### TASK TO CARRY OUT
Write out the lines of all the items below as one numbered list, leaving out any blank lines.

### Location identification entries
>> begin

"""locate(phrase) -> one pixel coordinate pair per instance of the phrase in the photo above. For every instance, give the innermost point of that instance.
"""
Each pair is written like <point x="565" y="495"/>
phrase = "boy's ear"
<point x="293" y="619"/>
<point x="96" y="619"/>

>> end

### OUTPUT BELOW
1. """locate(phrase) -> one pixel coordinate pair per instance of the phrase in the photo above. For every instance, give the innermost point of that instance.
2. """
3. Each pair is written like <point x="565" y="495"/>
4. phrase = "boy's ear"
5. <point x="293" y="619"/>
6. <point x="96" y="619"/>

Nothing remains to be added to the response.